#### Aim of the exercise:
Could you please output all of the records exactly?

....................

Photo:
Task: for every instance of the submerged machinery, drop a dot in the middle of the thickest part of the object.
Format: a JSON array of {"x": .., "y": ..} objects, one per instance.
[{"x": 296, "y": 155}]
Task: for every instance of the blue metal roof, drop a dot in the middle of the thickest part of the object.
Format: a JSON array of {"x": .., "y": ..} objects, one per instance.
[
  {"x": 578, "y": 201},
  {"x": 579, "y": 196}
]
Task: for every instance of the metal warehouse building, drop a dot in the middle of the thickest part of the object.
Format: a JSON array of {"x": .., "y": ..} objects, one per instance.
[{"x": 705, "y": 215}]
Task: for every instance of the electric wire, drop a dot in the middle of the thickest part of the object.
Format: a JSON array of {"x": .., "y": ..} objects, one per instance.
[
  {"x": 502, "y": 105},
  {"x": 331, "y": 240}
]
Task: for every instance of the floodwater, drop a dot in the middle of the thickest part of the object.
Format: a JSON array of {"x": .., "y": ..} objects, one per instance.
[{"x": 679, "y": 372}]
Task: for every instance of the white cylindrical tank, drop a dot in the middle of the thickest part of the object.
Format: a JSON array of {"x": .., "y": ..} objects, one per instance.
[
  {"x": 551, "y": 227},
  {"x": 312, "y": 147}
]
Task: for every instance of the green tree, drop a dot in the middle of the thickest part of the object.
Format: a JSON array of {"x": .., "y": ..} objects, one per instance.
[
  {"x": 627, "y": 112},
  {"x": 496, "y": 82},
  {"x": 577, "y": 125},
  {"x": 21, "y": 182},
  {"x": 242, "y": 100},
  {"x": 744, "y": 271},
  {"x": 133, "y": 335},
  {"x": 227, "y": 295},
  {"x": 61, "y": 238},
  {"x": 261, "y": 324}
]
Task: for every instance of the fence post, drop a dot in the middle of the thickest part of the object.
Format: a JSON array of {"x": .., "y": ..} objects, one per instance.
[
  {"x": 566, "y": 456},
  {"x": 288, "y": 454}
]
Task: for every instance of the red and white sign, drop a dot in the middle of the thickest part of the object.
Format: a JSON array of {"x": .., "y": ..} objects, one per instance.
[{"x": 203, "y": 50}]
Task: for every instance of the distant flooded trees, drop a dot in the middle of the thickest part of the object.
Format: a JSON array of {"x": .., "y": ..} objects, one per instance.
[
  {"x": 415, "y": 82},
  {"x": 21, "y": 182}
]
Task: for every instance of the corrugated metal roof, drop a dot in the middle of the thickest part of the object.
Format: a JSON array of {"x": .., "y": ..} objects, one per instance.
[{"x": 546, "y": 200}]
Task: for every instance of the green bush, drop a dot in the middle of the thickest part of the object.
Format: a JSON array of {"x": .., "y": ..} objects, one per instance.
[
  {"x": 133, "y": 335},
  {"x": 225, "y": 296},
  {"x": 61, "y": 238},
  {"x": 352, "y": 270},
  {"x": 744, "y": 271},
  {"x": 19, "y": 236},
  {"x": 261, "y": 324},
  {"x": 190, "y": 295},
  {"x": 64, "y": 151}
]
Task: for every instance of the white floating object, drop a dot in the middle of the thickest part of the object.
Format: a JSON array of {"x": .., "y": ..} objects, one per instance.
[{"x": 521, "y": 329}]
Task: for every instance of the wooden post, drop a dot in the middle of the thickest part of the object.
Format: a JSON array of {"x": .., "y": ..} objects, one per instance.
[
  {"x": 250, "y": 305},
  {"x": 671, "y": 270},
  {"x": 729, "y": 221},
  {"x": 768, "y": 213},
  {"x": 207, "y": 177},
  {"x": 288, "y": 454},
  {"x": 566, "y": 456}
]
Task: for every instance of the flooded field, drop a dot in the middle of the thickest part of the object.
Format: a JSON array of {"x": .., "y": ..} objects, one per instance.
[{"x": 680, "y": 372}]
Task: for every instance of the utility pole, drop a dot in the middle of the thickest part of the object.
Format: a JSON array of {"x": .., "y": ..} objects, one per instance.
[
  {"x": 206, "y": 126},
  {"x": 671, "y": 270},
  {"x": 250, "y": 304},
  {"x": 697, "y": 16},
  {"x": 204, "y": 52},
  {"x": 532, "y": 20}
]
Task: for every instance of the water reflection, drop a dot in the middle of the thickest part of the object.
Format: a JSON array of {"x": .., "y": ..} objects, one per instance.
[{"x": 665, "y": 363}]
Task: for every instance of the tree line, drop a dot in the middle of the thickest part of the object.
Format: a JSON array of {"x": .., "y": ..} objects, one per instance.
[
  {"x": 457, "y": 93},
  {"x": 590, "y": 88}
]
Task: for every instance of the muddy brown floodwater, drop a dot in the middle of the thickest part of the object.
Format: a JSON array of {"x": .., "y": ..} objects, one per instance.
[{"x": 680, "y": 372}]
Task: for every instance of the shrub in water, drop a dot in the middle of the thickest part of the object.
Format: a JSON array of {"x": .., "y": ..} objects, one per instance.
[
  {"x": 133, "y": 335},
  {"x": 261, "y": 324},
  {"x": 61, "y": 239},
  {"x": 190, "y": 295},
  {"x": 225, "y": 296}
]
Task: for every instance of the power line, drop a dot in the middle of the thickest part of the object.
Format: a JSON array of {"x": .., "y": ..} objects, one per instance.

....................

#### Solution to this problem:
Photo:
Task: for every instance of the submerged machinery, drop a dot in the middle of the thickest part of the object.
Format: a JSON array of {"x": .., "y": ..} objects, one per instance.
[{"x": 296, "y": 155}]
Task: for every instance of the blue metal roof, drop a dot in the middle of the thickest part of the object.
Format: a JSON array of {"x": .., "y": ..} objects, one per instance.
[
  {"x": 578, "y": 201},
  {"x": 579, "y": 196}
]
Task: for every instance of the metal warehouse building, drop a dot in the middle of the thickest part of the object.
Format: a JSON array of {"x": .., "y": ..} objects, one per instance.
[{"x": 705, "y": 215}]
Task: for every instance of the electric wire, drop a dot in the middle of the thickest part of the object.
Format: a JSON array of {"x": .., "y": ..} objects, one per instance.
[
  {"x": 502, "y": 105},
  {"x": 331, "y": 240}
]
Task: for every instance of the floodwater, drop a dot in the middle of the thickest part of the object.
Format: a JSON array of {"x": .., "y": ..} objects, one per instance.
[{"x": 679, "y": 372}]
Task: for every instance of the white cylindrical tank, drop a dot in the middle of the thickest part of the object.
Format: a JSON array of {"x": .., "y": ..} objects, one per instance.
[
  {"x": 551, "y": 227},
  {"x": 312, "y": 147}
]
Task: for every instance of the green tree, drop a dot in the middle of the thickest part of the object.
Format: a JSON array of {"x": .., "y": ..} objects, one per instance.
[
  {"x": 627, "y": 112},
  {"x": 496, "y": 82},
  {"x": 577, "y": 125},
  {"x": 21, "y": 182},
  {"x": 242, "y": 100},
  {"x": 744, "y": 271},
  {"x": 133, "y": 335},
  {"x": 227, "y": 295},
  {"x": 61, "y": 238},
  {"x": 261, "y": 324}
]
Task: for every instance of the fence post, drop a dot in the middle of the thickest part of the object.
Format: a JSON array of {"x": .., "y": ..} objects, one per instance.
[
  {"x": 566, "y": 456},
  {"x": 288, "y": 454}
]
Task: for every instance of the red and white sign, drop a dot in the middle of the thickest part of the object.
Format: a JSON array of {"x": .., "y": ..} objects, one per instance.
[{"x": 203, "y": 50}]
Task: for every instance of the distant flooded trees, drop a dot in the middle of the thickest part of the object.
Format: a JSON array of {"x": .., "y": ..} objects, one per instance.
[
  {"x": 415, "y": 82},
  {"x": 21, "y": 182}
]
Task: for every instance of the corrugated metal roof, drop a dot in the middle of the thickest part of the object.
Format: a JSON array of {"x": .., "y": ..} objects, one per instance.
[{"x": 546, "y": 200}]
Task: for every instance of the green bush, drop a dot in the middle of the thickest part of the object.
Format: a JSON array of {"x": .., "y": ..} objects, one per instance.
[
  {"x": 133, "y": 335},
  {"x": 225, "y": 296},
  {"x": 61, "y": 238},
  {"x": 352, "y": 270},
  {"x": 744, "y": 271},
  {"x": 19, "y": 236},
  {"x": 261, "y": 324},
  {"x": 190, "y": 295},
  {"x": 64, "y": 151}
]
Task: for every instance of the white floating object, drop a dot in the middle of the thickest part of the object.
Format: a JSON array of {"x": .., "y": ..} objects, one per instance.
[{"x": 521, "y": 329}]
Task: for every instance of the wooden post, drop a dot in the middle of the thickest part of the object.
Format: a JSON array of {"x": .., "y": ..} objects, one per instance.
[
  {"x": 250, "y": 305},
  {"x": 671, "y": 270},
  {"x": 729, "y": 221},
  {"x": 768, "y": 213},
  {"x": 207, "y": 177},
  {"x": 288, "y": 454},
  {"x": 566, "y": 456}
]
Task: for every instance of the flooded field, drop a dot in the middle of the thickest part of the object.
Format: a JSON array of {"x": .., "y": ..} objects, one per instance.
[{"x": 680, "y": 372}]
Task: for every instance of the utility pole, drop a dot in the middle of the thickest part of the object.
Format: a JSON array of {"x": .., "y": ..} objects, one per instance.
[
  {"x": 206, "y": 126},
  {"x": 671, "y": 270},
  {"x": 250, "y": 304},
  {"x": 697, "y": 16},
  {"x": 204, "y": 52},
  {"x": 532, "y": 20}
]
Task: for every instance of the water reflection, drop a dot in the middle of the thickest part of the object.
Format: a JSON array of {"x": .., "y": ..} objects, one per instance.
[{"x": 665, "y": 363}]
Task: for every instance of the tree line, drop a dot in the middle of the thickest part of the object.
Format: a JSON array of {"x": .., "y": ..} objects, one per instance.
[
  {"x": 457, "y": 93},
  {"x": 590, "y": 88}
]
Task: for every instance of the muddy brown floodwater, drop a dot in the middle of the thickest part of the object.
Format: a JSON array of {"x": .., "y": ..} objects, one per instance.
[{"x": 680, "y": 372}]
Task: for every instance of the shrub in water, drop a dot in the middle of the thickest part of the object.
Format: a JSON array of {"x": .., "y": ..} objects, one per instance.
[
  {"x": 133, "y": 335},
  {"x": 261, "y": 324},
  {"x": 61, "y": 239},
  {"x": 190, "y": 295},
  {"x": 225, "y": 296}
]
Task: for every instance of the power line, drop a dot in the middle of the thickest part of the object.
Format: a JSON array of {"x": .., "y": ..} objects, one per instance.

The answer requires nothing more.